[Written exercise] Reproduce all of the material below line for line, without changing anything, but leave out the pictures.

─── Provided records

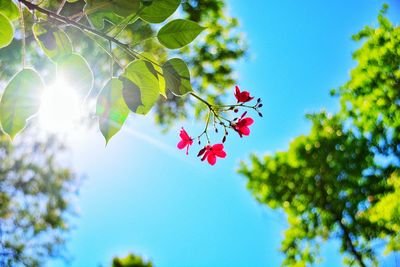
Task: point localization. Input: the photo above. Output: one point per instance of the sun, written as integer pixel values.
(60, 109)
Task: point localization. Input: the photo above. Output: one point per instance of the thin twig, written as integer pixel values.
(21, 11)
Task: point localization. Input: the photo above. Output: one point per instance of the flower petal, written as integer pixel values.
(221, 154)
(212, 159)
(182, 144)
(184, 135)
(218, 147)
(245, 130)
(248, 121)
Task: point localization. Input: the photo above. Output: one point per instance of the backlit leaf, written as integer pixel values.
(9, 9)
(53, 41)
(157, 11)
(6, 31)
(141, 86)
(74, 70)
(20, 101)
(177, 76)
(111, 108)
(161, 81)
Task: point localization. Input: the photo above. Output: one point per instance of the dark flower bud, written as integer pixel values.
(201, 152)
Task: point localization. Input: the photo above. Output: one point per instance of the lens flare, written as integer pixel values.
(60, 109)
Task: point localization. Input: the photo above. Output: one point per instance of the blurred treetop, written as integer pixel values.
(341, 181)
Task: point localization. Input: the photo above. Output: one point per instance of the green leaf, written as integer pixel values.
(98, 18)
(75, 71)
(177, 76)
(157, 11)
(161, 81)
(9, 9)
(141, 86)
(6, 31)
(53, 41)
(20, 101)
(178, 33)
(111, 108)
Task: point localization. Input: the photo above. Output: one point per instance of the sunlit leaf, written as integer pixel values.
(98, 18)
(20, 101)
(111, 10)
(178, 33)
(53, 41)
(6, 31)
(156, 11)
(111, 108)
(177, 76)
(149, 57)
(141, 87)
(9, 9)
(74, 70)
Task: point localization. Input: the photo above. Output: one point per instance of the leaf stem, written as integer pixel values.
(61, 6)
(21, 12)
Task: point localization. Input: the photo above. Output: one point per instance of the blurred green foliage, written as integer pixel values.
(131, 261)
(35, 200)
(35, 190)
(341, 180)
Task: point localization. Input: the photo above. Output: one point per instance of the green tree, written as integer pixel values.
(35, 200)
(83, 37)
(341, 180)
(131, 261)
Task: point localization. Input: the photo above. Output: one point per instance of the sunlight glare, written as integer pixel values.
(60, 109)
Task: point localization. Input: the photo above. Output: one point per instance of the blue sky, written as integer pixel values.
(144, 196)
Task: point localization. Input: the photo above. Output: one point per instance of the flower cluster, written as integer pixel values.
(217, 116)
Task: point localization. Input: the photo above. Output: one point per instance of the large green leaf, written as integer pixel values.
(111, 108)
(9, 9)
(177, 77)
(178, 33)
(141, 86)
(6, 31)
(20, 101)
(75, 71)
(53, 41)
(159, 72)
(156, 11)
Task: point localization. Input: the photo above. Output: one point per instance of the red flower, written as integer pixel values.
(242, 97)
(186, 141)
(212, 152)
(242, 125)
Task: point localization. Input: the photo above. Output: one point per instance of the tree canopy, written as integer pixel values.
(340, 181)
(36, 194)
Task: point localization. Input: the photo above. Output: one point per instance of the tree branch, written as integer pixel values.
(350, 244)
(66, 20)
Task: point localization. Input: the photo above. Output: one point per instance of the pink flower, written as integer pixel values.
(242, 97)
(212, 152)
(186, 141)
(242, 125)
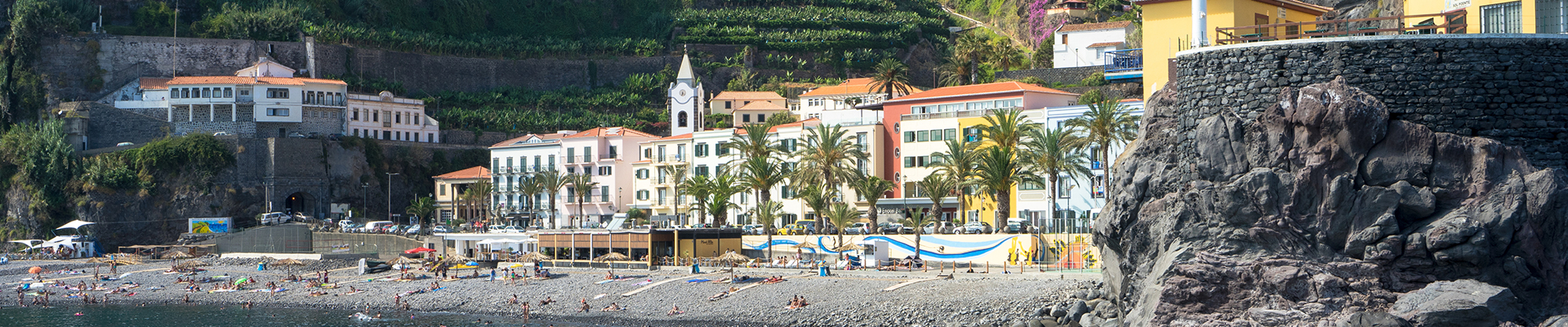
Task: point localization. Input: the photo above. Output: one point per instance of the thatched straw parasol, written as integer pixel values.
(533, 257)
(849, 247)
(610, 257)
(289, 263)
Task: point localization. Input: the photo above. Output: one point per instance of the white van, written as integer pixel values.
(272, 219)
(372, 226)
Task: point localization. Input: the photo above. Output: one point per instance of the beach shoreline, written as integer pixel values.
(849, 298)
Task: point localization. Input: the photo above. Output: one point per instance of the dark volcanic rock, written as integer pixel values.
(1457, 304)
(1319, 208)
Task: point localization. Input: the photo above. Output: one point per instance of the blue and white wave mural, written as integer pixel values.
(941, 247)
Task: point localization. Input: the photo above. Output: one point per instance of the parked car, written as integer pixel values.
(1017, 225)
(375, 226)
(976, 228)
(940, 228)
(272, 219)
(858, 228)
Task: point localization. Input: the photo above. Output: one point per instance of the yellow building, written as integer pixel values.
(1499, 16)
(1167, 27)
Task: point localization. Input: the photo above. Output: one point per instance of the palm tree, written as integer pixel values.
(826, 159)
(1051, 155)
(872, 189)
(767, 213)
(1000, 168)
(933, 187)
(700, 189)
(552, 181)
(720, 190)
(761, 175)
(959, 164)
(1106, 124)
(889, 78)
(584, 184)
(530, 189)
(819, 200)
(843, 214)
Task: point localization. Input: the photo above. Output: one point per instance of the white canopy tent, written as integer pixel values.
(74, 224)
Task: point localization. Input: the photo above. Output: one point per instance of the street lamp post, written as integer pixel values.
(390, 195)
(364, 200)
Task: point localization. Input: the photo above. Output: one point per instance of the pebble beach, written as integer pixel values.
(845, 298)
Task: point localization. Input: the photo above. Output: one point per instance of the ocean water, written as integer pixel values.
(229, 316)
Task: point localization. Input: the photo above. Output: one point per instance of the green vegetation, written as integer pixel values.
(830, 25)
(637, 102)
(470, 29)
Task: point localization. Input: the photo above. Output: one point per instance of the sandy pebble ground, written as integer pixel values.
(847, 298)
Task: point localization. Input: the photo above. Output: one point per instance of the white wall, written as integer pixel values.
(1075, 52)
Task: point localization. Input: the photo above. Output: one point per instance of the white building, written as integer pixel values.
(686, 101)
(386, 117)
(518, 158)
(1085, 44)
(259, 101)
(1075, 197)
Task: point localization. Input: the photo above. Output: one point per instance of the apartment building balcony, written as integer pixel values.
(959, 114)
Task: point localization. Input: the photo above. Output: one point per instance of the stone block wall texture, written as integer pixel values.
(1512, 88)
(122, 59)
(109, 126)
(1054, 74)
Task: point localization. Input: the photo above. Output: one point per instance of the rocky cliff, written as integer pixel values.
(1322, 211)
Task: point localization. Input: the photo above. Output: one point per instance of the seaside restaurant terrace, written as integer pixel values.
(1450, 22)
(637, 249)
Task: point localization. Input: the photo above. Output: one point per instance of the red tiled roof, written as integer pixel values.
(683, 136)
(526, 137)
(470, 173)
(610, 132)
(767, 105)
(154, 83)
(980, 88)
(1097, 25)
(248, 81)
(748, 95)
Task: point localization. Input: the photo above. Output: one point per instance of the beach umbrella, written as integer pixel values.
(533, 257)
(289, 263)
(849, 247)
(612, 257)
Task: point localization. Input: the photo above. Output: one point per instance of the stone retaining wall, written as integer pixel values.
(1512, 88)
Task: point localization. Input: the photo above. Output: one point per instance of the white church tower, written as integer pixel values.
(686, 101)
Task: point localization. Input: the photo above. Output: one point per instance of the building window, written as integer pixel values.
(1503, 18)
(1551, 16)
(276, 93)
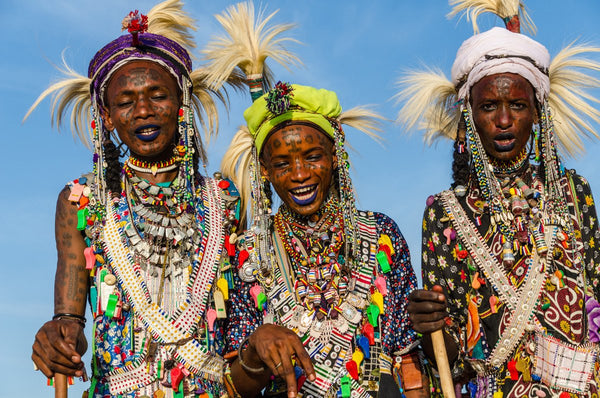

──────

[Exercise result]
Task: point localization. Input: the photo above. Output: one point per instance of the sun, written as integer pixel values.
(60, 109)
Task: point localization. Input: the photo above. Output: one point per instance of the thin twig, written as integer pixel values.
(21, 11)
Task: point localization. Input: the photo above. Output: one point per instance of the flower petal, written as integer pixel values.
(221, 154)
(212, 159)
(182, 144)
(184, 135)
(218, 147)
(245, 130)
(248, 121)
Task: point localization. Input: the photo above. Output: one point per instance of the backlit leaf, written as integer pixel values.
(9, 9)
(53, 41)
(157, 11)
(6, 31)
(141, 86)
(74, 70)
(20, 101)
(177, 76)
(111, 108)
(161, 81)
Task: point localization. Input: the photo above. Output: one point per instance of the dark flower bud, written as integer pixel values.
(201, 152)
Task: point localization. Input: the photo above. Output: one point per instance of the lens flare, written as integer pixel values.
(60, 109)
Task: point localization. Input: the photo above. Output: one point per instance of the blurred treetop, written as integer pixel values.
(341, 181)
Task: point localization. Input: the photo above. Output: one point per instance of the green leaf, written as integer pixel values.
(98, 18)
(75, 71)
(177, 76)
(157, 11)
(161, 81)
(9, 9)
(141, 86)
(6, 31)
(53, 41)
(20, 101)
(178, 33)
(111, 108)
Task: point localization. Input: the photo above. Output: one point per instance of the sunlit leaf, written as integer pixel values.
(98, 18)
(20, 101)
(111, 10)
(178, 33)
(53, 41)
(6, 31)
(156, 11)
(111, 108)
(177, 76)
(149, 57)
(141, 87)
(9, 9)
(74, 70)
Task: point localization. Input: the photo above. Output: one point per instance of the leaf stem, written as integer pixel values.
(61, 6)
(21, 12)
Task: point localization. Input: the photo above. Output: one point per instance of the blurred green foliage, written as integer pixel values.
(131, 261)
(35, 200)
(35, 190)
(341, 180)
Task: point localization. Input: the photo above. Output: one point per instance of the green tree, written as integer pixel values.
(35, 200)
(83, 37)
(341, 180)
(131, 261)
Task: point localization. Input: the photo above. Output: one point per instance of the sunlight glare, written as integer pixel values.
(60, 109)
Task: point localization. Input: the photo above. Output: one point per instance of the blue sky, written as integer pixel values.
(144, 196)
Task: point localization. Input: the photo above. Output: one point per instance of the flower cluster, written as integer pixel values.
(217, 116)
Task: point localization. Input: the photo above. Output: one point per instance of the large green leaf, written as integer pixel values.
(111, 108)
(9, 9)
(177, 77)
(178, 33)
(141, 86)
(6, 31)
(20, 101)
(75, 71)
(53, 41)
(159, 72)
(156, 11)
Task: point localization. Input: the photo above. Output: one point per instance of the red flower, written as integer pixel values.
(242, 97)
(186, 141)
(212, 152)
(242, 125)
Task: point localization. Input: the photo above. Output: one point per instance of the tree canopy, written as integer pixel values.
(340, 181)
(36, 194)
Task: point localization. Input: the photo above. Output: one point per instance of the tree branch, written as integer pixel values.
(350, 244)
(66, 20)
Task: point localization. Input: the photo above. Output: one point per instance of the pink flower, written as integer pixel values.
(242, 97)
(212, 152)
(186, 141)
(242, 125)
Task: point localization. Input: the photo above. Output: one point per instance of the thatched straw parasol, written as integer pixel values.
(533, 257)
(849, 247)
(610, 257)
(289, 263)
Task: point localization. Input: the photo above. Output: one point per instance of the white van, written as integer pixel values.
(272, 219)
(372, 226)
Task: point localization. Input: the photo above. Output: one point per instance of the beach shoreline, written as integer pixel values.
(849, 298)
Task: point localization. Input: the photo above. Output: one point per instance of the dark volcanic rock, written as integer pixel values.
(1457, 304)
(1319, 208)
Task: point localization. Input: the photo above. Output: one point per instance of the blue and white wave mural, written as integer pixel values.
(941, 247)
Task: point localization. Input: the photo above. Output: one point per instance of the parked car, written as integer pixel values.
(1017, 225)
(375, 226)
(976, 228)
(940, 228)
(272, 219)
(858, 228)
Task: point localization. Input: the photo above. Output: one point per instance of the yellow building, written as integer pixel values.
(1499, 16)
(1167, 27)
Task: point localization. Input: the photo above. Output: one point per instance of the palm tree, written as integer pixel values.
(826, 159)
(1051, 155)
(872, 189)
(767, 213)
(1000, 168)
(933, 187)
(700, 189)
(552, 181)
(720, 190)
(761, 175)
(959, 164)
(1106, 124)
(889, 78)
(584, 184)
(530, 189)
(819, 200)
(843, 214)
Task: point localization. Input: the photo above. Output: one point per instance of the white canopy tent, written as integer pixel values.
(74, 224)
Task: point localization. Input: the photo above. Output: one point per instance of the street lamp post, written as integer pixel values.
(390, 195)
(364, 200)
Task: point localization. Input: the photo above. Output: one point per instance of the pebble beach, written as integer pixel values.
(845, 298)
Task: point localization. Input: the photo above. Output: one point per instance of the ocean water, written as integer pixel values.
(229, 316)
Task: point localization. Input: the photo above. Output: one point per instance of the green vegetation, written as integer pixel values.
(830, 25)
(637, 102)
(470, 29)
Task: point localization. Input: the photo above. Output: one point per instance of the sandy pebble ground, written as integer pixel values.
(847, 298)
Task: point localization. Input: the photo above. Output: one point per instance of the white wall, written as integer pixel values.
(1075, 52)
Task: point localization. Input: the photo above. Output: one point per instance of the white building, written as integer pixel values.
(686, 101)
(386, 117)
(518, 158)
(1085, 44)
(259, 101)
(1075, 197)
Task: point localization. Input: the photo above. Output: one point per instance of the apartment building balcony, written as integer pixel values.
(959, 114)
Task: point localization. Input: the photo above. Output: one point per instance of the stone block wall texture, written as integer pixel values.
(1512, 88)
(122, 59)
(109, 126)
(1054, 74)
Task: point localization. Input: the photo above. Output: one point per instance of the rocky cliff, written as integer pixel values.
(1322, 211)
Task: point localization. Input: the photo above. Output: one point per instance of the seaside restaurant terrace, written as integer pixel values.
(1450, 22)
(637, 249)
Task: point localization. Input: the photo above. Output: one point per instance of the red tiled roof, written as integer pixel values.
(683, 136)
(526, 137)
(470, 173)
(610, 132)
(767, 105)
(154, 83)
(980, 88)
(1097, 25)
(248, 81)
(748, 95)
Task: point localization. Input: the photo above. Output: one point per instance of the beach umbrella, written as integer pixel values.
(533, 257)
(289, 263)
(849, 247)
(612, 257)
Task: point localization. Input: the photo above. Output: one point per instance of the stone retaining wall, written as integer pixel values.
(1512, 88)
Task: point localization. Input: the photo above. Output: one point per instance of the white church tower, written as integer pixel values.
(686, 101)
Task: point localization. Input: the photo above. Output: one point per instance of the building window, written as integer pixel values.
(1503, 18)
(1551, 16)
(276, 93)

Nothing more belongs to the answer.